## What you need to do
Please scale the records in the stretch from the line containing "If you could segment every instance of the dark" through the line containing "171 42 L 173", both ends included, repeating every line with its requests and multiplying each coordinate in the answers by 0.35, rounded to a whole number with halves going up. Return only those lines.

--- Begin Task inputs ---

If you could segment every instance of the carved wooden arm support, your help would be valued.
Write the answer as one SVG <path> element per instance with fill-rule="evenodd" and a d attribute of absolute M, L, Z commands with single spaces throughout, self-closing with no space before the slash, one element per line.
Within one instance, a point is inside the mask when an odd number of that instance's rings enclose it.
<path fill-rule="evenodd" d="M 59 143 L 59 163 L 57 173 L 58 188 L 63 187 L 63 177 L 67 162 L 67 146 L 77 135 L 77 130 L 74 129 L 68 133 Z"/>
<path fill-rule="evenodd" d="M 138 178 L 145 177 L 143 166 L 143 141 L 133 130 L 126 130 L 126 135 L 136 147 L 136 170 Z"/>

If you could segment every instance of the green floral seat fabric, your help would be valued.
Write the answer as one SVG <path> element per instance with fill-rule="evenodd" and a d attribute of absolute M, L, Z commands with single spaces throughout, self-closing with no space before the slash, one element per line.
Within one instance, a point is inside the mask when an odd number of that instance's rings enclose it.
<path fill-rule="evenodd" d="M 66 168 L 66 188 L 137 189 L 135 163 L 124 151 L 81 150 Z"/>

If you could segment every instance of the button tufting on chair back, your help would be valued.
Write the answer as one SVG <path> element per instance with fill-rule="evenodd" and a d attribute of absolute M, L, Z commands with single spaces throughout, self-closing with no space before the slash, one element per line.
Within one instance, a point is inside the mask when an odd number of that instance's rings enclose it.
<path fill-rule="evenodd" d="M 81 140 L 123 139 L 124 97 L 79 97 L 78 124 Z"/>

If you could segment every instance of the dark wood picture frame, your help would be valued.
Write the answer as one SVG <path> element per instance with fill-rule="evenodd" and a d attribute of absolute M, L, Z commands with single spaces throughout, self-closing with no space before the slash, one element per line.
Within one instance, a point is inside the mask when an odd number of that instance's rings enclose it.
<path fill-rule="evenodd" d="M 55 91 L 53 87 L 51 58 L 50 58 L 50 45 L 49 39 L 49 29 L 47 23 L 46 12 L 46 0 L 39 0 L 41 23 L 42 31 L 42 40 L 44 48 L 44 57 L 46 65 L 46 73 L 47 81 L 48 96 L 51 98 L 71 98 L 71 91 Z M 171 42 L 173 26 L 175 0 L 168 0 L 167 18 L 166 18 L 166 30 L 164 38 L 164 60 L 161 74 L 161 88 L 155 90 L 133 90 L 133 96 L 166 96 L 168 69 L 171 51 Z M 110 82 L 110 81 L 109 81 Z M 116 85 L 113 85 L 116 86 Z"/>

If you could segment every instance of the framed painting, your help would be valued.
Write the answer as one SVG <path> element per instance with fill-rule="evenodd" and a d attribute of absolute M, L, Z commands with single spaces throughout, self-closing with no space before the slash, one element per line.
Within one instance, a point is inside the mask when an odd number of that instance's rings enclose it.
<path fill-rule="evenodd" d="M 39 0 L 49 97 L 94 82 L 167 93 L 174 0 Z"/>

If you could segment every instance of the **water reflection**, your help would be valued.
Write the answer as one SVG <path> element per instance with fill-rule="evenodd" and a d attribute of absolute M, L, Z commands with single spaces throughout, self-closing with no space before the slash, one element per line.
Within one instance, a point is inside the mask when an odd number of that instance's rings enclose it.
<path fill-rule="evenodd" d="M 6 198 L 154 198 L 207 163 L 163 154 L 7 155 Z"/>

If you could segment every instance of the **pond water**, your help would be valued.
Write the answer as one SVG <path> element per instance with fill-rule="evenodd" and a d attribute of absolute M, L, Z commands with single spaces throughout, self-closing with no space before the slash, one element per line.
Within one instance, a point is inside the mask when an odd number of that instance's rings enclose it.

--- End Task inputs ---

## Correct output
If you could segment every instance of the dark wood picture frame, your help would be valued.
Write the answer as one SVG <path> element per instance with fill-rule="evenodd" and a d attribute of absolute M, L, Z commands with single spaces throughout, self-closing with no space before the slash, one element per line.
Within one instance, a point is inside the mask when an odd number of that instance's rings enclose it.
<path fill-rule="evenodd" d="M 19 32 L 19 30 L 18 20 L 18 20 L 18 16 L 17 14 L 17 10 L 16 8 L 16 4 L 16 0 L 14 0 L 14 8 L 15 11 L 15 14 L 15 17 L 15 20 L 16 23 L 16 26 L 16 28 L 17 34 L 18 34 L 25 34 L 25 32 Z M 60 15 L 61 9 L 61 0 L 59 0 L 58 6 L 58 6 L 58 11 L 57 13 L 57 21 L 56 26 L 56 31 L 54 32 L 47 32 L 47 34 L 58 34 L 59 24 L 60 18 Z M 39 29 L 39 28 L 38 28 Z M 41 30 L 40 30 L 41 30 Z"/>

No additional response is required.